PROVIDED PASSAGE ▸
Charles Ironmonger left school at the age of 13 and was working for his father in the family coal and wagon business. He described this as "working for his father 6 days a week, for nothing of course."

On August 14th, 1914 while carting goods for the construction of a sewage system in the village he got caught between the wagon wheel and a fence and ended up with a broken leg and lots of skin missing. A doctor set his leg on the floor in the front room of their house and he was carried upstairs in the carpet to his room. As written in his notes. "I was sick all night, but the old man never came near me. Then I made up my mind to get a job as soon as I could."

In March 1915 he got his first job outside the family working in a blast furnace for 4/- a day. "I thought I was a millionaire."

Early May there was big recruitment campaign for the Army in England and on the 5th May 1915, on this 16th birthday, Charles joined the English army, lying about his age so he could enlist.

"I had never been away from home before this and it was with mixed feelings that I left. I remember my dad said the night I joined up that I had made my bed so I could lie in it. He couldn't have said anything better to make me determined to stick it out. Before I had been in the army 2 months he wrote me to see if I would come home. No was the answer and he had sense enough to let it go at that, as he could have claimed me had he so done."

Charles started his training in Weymouth and transferred to Gillingham. "After finishing the rifle course for which I got cross guns we transferred to another camp on the other side of Gillingham and we were anxious to get to France. Little did I realize what it would be like to have some one firing at me when before I was the only one firing. We had a very sensible Sgt Major in our Company. a real old timer, probably had a family as old or older than I was and as the drafts were made up he keep our name off. He knew we were not old enough to go to France. Sometimes we would go to see him in his tent and say we wanted to volunteer for France. He would say get the hell out of here or you'll get my boot where it hurts. There were a number of us young lads like that, some parents claimed, some got old enough to go until there were only two of us in my Company. So the Sgt decided to get rid of us for a while and sent us to Woolwich, for a course of shoeing horses that took two to three months. When I came back I could wear a horse shoe on my sleeve. From then on till Oct 1916 I was doing guard duties. A blizzard hit camp and blew everything flat and what a mess. Everything had to be put up again then the news came that I was on draft for France. Home leave. I told them that I was going to France to shoe horses, but I'm afraid I never put a shoe on a horse after I left Woolwich till I came to Australia in 1922."

Photo object pointing rows:
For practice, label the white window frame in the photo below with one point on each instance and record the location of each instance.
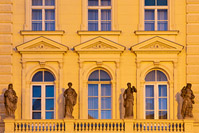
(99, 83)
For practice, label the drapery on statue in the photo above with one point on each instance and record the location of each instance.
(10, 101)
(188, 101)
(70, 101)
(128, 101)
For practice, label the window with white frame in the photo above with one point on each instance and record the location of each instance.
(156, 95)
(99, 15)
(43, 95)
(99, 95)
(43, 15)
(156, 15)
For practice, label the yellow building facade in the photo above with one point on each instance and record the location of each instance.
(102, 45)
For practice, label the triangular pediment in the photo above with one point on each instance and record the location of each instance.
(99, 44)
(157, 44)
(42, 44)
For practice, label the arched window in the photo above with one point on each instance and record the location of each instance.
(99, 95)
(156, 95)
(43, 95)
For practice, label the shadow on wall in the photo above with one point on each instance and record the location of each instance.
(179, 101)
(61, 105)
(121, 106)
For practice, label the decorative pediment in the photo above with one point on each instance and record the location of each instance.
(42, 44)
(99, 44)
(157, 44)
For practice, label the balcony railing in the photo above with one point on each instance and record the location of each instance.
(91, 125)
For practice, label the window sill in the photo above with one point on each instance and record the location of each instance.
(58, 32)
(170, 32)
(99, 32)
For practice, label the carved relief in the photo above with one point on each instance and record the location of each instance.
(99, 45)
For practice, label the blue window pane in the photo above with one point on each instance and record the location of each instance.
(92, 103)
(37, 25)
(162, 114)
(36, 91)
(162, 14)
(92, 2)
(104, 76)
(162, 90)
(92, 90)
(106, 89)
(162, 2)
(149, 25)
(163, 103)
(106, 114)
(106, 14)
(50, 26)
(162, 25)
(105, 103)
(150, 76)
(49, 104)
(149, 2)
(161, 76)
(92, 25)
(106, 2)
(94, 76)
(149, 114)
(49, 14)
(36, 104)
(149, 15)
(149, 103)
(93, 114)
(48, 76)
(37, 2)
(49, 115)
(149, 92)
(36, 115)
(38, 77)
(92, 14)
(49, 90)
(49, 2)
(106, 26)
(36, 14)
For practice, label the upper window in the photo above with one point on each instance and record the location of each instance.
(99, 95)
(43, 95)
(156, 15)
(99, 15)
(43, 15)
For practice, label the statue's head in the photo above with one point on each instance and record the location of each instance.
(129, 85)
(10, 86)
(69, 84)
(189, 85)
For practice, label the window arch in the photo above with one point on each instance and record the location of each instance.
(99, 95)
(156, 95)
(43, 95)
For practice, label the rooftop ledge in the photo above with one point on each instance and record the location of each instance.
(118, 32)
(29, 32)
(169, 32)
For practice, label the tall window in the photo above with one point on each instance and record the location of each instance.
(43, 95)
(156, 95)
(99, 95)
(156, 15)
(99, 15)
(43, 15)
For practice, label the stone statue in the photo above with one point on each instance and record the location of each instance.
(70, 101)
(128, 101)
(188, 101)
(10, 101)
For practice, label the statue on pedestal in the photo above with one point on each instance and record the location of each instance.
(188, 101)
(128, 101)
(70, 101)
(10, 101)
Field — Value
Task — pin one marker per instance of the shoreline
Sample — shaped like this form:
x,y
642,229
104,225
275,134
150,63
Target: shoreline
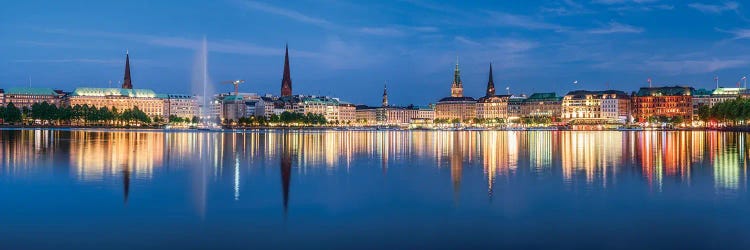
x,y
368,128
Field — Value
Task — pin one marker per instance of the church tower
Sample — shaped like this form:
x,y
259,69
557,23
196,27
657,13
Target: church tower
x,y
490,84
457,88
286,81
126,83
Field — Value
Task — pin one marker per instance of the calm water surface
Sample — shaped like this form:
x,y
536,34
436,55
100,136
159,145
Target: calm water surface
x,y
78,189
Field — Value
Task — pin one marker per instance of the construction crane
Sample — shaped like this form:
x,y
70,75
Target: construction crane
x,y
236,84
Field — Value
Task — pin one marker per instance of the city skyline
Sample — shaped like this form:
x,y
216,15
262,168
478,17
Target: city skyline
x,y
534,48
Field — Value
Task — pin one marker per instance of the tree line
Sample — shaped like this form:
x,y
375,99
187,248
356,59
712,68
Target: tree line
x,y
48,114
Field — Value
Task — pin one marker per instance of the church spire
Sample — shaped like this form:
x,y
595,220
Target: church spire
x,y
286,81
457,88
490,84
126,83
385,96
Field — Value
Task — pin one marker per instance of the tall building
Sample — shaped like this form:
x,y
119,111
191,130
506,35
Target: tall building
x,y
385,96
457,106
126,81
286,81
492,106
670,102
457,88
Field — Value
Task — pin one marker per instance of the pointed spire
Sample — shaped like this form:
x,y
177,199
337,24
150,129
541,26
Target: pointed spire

WHAT IS ASKED ▸
A. In the Charles Ironmonger account, what did his first job outside the family business pay?
B. Write the next part of the Charles Ironmonger account.
These rows have no connection to the Charles Ironmonger account.

ANSWERS FOR THIS EXERCISE ▸
A. He earned 4/- a day working in a blast furnace.

B.
At 17 Charles was sent to France and first stationed at Corbie on the Somme. During March 1917 he was called to the Orderly Room where the adjutant questioned him about his age. "Evidently someone had written to him and told him I was under age. It turned out to be my brother in law who was a Leit in the Leicesters." At this time Charles was sent back to England, transferred to the 2/6 Scottish Riffles and sent to Ireland. Most of the Battalion was youngsters who had been sent home from France.

Charles went back to France in February 1918 and spent time in and around Arras and Loos. In August 1918 they were all sent to the French Front at Chatteau Thierry. "Marched 24 hrs then straight over the top. Had tremendous losses 17 men and a Sgt out of my Company of 200. Lost all officers (a bit different from WWII) we couldn't lose them if we tried. Some companies suffered worse."

Charles was demobbed on 11th March 1919. "2 months before I was 20 only a kid in years but an old man in experience."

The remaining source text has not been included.